> [What needs to be done]
What is needed is an exact copy of every entry.
BEGIN Provided records
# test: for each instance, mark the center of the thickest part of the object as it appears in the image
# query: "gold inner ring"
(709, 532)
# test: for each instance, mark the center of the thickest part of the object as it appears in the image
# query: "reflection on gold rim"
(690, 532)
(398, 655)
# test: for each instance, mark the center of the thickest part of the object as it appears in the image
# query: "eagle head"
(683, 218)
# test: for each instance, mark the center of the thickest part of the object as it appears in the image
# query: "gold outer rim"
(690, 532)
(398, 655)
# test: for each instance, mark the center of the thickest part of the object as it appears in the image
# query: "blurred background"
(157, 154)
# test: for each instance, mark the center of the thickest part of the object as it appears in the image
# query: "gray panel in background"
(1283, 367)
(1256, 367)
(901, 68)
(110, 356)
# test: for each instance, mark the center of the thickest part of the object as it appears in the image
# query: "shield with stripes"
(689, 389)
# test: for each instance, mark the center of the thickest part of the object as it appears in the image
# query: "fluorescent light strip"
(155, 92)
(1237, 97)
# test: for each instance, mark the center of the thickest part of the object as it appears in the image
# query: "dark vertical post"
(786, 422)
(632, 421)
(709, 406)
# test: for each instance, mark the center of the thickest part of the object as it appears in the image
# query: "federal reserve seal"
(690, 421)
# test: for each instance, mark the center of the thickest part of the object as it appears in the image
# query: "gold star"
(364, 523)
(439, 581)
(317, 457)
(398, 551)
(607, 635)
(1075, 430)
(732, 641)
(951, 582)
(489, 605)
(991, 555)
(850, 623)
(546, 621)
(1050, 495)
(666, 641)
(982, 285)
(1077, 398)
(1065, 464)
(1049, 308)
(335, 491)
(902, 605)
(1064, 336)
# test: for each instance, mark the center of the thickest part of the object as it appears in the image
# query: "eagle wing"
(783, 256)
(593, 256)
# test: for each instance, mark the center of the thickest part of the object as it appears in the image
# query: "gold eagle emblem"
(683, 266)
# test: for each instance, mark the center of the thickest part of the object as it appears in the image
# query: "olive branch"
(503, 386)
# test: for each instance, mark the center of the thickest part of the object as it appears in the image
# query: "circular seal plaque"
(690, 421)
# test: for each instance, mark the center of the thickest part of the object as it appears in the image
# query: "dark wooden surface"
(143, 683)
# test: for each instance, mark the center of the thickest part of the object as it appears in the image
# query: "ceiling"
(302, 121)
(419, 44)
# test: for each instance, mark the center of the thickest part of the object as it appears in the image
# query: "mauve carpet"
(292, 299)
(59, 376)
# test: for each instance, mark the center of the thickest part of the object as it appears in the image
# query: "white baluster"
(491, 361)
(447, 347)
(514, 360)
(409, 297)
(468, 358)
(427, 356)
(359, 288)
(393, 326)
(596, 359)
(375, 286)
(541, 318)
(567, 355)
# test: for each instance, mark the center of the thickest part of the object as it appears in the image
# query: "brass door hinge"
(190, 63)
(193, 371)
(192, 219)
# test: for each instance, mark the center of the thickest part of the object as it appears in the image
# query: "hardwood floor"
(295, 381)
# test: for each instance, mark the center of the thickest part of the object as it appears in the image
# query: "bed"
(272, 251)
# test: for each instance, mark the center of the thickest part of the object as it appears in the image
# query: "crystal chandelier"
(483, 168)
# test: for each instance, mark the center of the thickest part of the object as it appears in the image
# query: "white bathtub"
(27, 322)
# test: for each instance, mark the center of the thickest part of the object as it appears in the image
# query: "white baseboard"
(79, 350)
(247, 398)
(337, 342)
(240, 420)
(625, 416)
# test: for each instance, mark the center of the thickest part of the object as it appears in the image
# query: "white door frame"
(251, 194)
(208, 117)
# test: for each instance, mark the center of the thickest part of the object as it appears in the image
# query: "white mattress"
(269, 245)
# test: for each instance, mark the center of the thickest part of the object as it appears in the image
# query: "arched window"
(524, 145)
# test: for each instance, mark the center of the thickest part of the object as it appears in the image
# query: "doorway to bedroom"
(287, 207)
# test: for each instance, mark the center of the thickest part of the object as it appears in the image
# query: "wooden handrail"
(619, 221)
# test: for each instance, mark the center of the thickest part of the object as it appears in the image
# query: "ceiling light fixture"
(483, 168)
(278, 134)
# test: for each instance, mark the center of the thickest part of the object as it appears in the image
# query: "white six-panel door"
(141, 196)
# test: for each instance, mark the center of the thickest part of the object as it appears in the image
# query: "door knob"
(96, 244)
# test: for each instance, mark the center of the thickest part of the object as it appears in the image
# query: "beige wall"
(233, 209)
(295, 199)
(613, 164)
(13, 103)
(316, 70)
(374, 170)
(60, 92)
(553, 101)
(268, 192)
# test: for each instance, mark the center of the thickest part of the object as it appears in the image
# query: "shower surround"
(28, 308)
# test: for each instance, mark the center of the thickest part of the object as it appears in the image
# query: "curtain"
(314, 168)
END Provided records
> [Result of this exercise]
# test: for each instance, mark the center of the thickest part of the object as it appears in the image
# query: "gold inner ring"
(709, 532)
# test: for each instance, mark the center of the thickest part of the object as it appears in the image
# query: "reflection on gold rim"
(690, 532)
(398, 655)
# test: for each instance, mark the center of the thickest part of the object as it appears in the image
# query: "eagle head"
(683, 218)
# test: for each instance, mark the center of the thickest part of the object as it appears in the image
# query: "gold outer rim"
(690, 532)
(398, 655)
# test: for each instance, mark the center of the thickest part of the object as it appears in the image
# query: "blurred background"
(157, 154)
# test: for each instance, mark the center of the thickest part of the object as it appears in the image
# query: "gray panel in background"
(1283, 367)
(1256, 367)
(901, 68)
(110, 356)
# test: for each instance, mark the center of the thickest part of the object as it appears in the image
# query: "shield with stripes"
(689, 389)
# test: for each instance, mark the center of the thickest part of the object as it appears in the image
# query: "fluorescent light strip"
(155, 92)
(1237, 97)
# test: for each instance, mark the center of the thickest part of the object as it appears in the image
# query: "dark vertical post"
(786, 422)
(632, 421)
(709, 406)
# test: for each instance, mark the center of the thickest part of the object as it appears in the image
# query: "federal reserve seal"
(690, 421)
# test: for each instance, mark the center of the thickest part of the object as it appears in the image
# query: "gold star"
(364, 523)
(439, 581)
(317, 457)
(398, 551)
(607, 635)
(1075, 430)
(732, 641)
(951, 582)
(489, 605)
(991, 555)
(850, 623)
(546, 621)
(1050, 495)
(666, 641)
(982, 285)
(1077, 398)
(1065, 464)
(1049, 308)
(335, 491)
(902, 605)
(1064, 336)
# test: for each instance, mark the center of the thickest part of the object as it appears in the image
# query: "eagle wing"
(783, 256)
(593, 256)
# test: for each instance, mark the center of the thickest part of the object as it appears in the image
# query: "gold eagle emblem"
(683, 266)
# test: for each instance, mark the center of the thickest part of the object as it appears in the image
# query: "olive branch"
(503, 386)
# test: for each instance, mark the center of the thickest part of the object as it appears in the image
# query: "circular seal plaque"
(690, 421)
# test: for each instance, mark the center of the thickest part of the object as it appears in the image
# query: "dark wooden surface"
(143, 683)
# test: for each instance, mark the center of the thickest part of the object as it appears in the image
# query: "ceiling"
(302, 121)
(419, 44)
# test: for each instance, mark the center of the thickest part of the object as it appears in the image
# query: "mauve carpet"
(292, 299)
(59, 376)
# test: for each instance, mark the center of the thickest part of the object as it appears in the image
# query: "white baluster"
(491, 361)
(447, 347)
(514, 360)
(409, 297)
(468, 358)
(427, 356)
(359, 288)
(393, 326)
(596, 359)
(375, 286)
(541, 318)
(567, 355)
# test: for each instance, mark the center of the thickest part of the object as it appears in the image
# query: "brass door hinge"
(190, 63)
(193, 371)
(192, 219)
# test: for each instance, mark the center of the thickest part of the object as it appears in the image
# query: "hardwood floor"
(295, 381)
# test: for each instance, mark the center of the thickest part of the object as it appears in the image
# query: "bed"
(272, 251)
# test: for each instance, mark the center of the thickest part of the object as it appears in the image
# query: "crystal chandelier"
(483, 168)
# test: for each instance, mark the center of the thickest part of the object as it appears in the image
# query: "white bathtub"
(27, 322)
# test: for each instance, mark the center of the thickest part of the object as it appears in the image
# query: "white baseboard"
(79, 350)
(247, 398)
(337, 342)
(240, 420)
(625, 416)
# test: for each instance, mark the center of the thickest part of the object as it appears in the image
# query: "white door frame"
(251, 194)
(208, 117)
# test: for each instance, mark the center of the thickest part of the object as it appears in the image
# query: "white mattress"
(269, 245)
# test: for each instance, mark the center of the thickest part of the object as it appears in the image
# query: "arched window"
(524, 145)
# test: for each instance, mark the center of the thickest part of the object as it appears in the image
# query: "doorway to bedroom"
(287, 207)
# test: for each instance, mark the center of the thickest part of the object as it appears in the image
# query: "wooden handrail"
(619, 221)
# test: for each instance, mark the center of the thickest part of the object as it appears in the image
# query: "ceiling light fixture"
(483, 168)
(278, 134)
# test: for each instance, mark the center of the thickest part of the object as it appears in the image
# query: "white six-panel door"
(141, 196)
# test: for each instance, mark the center of the thickest part of the object as it appears in the image
# query: "door knob"
(96, 244)
# test: for each instance, mark the center of the thickest part of the object as it appears in the image
# query: "beige wall"
(233, 209)
(295, 199)
(613, 164)
(13, 103)
(316, 70)
(374, 170)
(60, 92)
(553, 101)
(268, 192)
# test: for each instance, mark the center of the thickest part of the object as it appears in the image
# query: "shower surround"
(28, 308)
# test: for each instance, mark the center of the thickest part of the object as it appears in the image
# query: "curtain"
(314, 168)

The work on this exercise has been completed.